__Aim of the exercise__:
Copy the rows below verbatim, from the line containing "</instance>" through the end of the rows, including both ends.

__Data supplied__:
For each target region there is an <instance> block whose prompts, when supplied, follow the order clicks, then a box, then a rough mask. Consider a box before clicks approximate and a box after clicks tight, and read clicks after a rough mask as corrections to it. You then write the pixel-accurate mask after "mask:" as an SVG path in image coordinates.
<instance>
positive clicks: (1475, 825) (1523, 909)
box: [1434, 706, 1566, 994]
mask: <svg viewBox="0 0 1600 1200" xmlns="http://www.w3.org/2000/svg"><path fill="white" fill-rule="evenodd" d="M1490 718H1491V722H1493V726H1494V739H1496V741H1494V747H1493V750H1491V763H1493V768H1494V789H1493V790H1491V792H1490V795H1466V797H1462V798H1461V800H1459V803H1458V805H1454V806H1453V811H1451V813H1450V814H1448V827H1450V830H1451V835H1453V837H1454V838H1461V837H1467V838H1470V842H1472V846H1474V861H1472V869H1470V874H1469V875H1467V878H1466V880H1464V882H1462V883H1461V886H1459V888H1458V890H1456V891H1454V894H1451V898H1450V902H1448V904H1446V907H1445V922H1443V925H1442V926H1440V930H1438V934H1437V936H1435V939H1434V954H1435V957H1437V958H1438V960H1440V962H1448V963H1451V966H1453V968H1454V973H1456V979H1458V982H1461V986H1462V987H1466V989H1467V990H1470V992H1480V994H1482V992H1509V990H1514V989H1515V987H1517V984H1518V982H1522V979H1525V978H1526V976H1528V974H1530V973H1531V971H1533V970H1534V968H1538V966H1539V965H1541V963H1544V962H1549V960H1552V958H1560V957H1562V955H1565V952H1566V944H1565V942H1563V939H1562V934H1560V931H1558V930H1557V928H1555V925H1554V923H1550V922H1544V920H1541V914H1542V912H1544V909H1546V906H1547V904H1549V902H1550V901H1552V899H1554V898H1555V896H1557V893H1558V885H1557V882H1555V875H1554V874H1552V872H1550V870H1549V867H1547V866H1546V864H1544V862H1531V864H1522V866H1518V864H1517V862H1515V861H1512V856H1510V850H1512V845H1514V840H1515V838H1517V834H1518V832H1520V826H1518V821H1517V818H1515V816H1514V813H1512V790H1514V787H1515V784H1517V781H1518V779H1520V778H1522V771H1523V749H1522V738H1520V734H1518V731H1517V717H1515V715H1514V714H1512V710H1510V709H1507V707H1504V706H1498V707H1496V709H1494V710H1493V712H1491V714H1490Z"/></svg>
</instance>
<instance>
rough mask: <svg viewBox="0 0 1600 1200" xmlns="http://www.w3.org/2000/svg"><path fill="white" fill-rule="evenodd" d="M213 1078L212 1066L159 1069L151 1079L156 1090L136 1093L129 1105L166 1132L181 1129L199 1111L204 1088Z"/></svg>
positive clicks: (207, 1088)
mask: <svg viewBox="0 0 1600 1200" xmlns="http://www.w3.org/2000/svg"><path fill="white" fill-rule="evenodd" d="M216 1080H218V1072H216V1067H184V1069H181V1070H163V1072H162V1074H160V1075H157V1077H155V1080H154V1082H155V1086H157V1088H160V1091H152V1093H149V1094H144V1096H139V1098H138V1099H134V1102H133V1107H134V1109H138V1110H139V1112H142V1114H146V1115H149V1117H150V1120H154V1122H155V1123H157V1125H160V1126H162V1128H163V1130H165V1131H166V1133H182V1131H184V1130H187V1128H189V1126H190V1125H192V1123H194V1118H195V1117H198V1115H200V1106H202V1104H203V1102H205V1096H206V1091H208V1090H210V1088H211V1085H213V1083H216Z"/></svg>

__Answer space__:
</instance>
<instance>
rough mask: <svg viewBox="0 0 1600 1200" xmlns="http://www.w3.org/2000/svg"><path fill="white" fill-rule="evenodd" d="M213 1078L212 1066L159 1069L151 1079L156 1090L136 1093L129 1105L166 1132L181 1129L199 1111L204 1088Z"/></svg>
positive clicks: (207, 1088)
mask: <svg viewBox="0 0 1600 1200" xmlns="http://www.w3.org/2000/svg"><path fill="white" fill-rule="evenodd" d="M216 1080H218V1072H216V1067H184V1069H181V1070H163V1072H162V1074H160V1075H157V1077H155V1080H154V1082H155V1086H157V1088H160V1091H152V1093H149V1094H144V1096H139V1098H138V1099H134V1102H133V1107H134V1109H138V1110H139V1112H142V1114H146V1115H149V1117H150V1120H154V1122H155V1123H157V1125H160V1126H162V1128H163V1130H165V1131H166V1133H182V1131H184V1130H187V1128H189V1126H190V1125H192V1123H194V1118H195V1117H198V1115H200V1106H202V1104H203V1102H205V1096H206V1091H208V1090H210V1088H211V1085H213V1083H216Z"/></svg>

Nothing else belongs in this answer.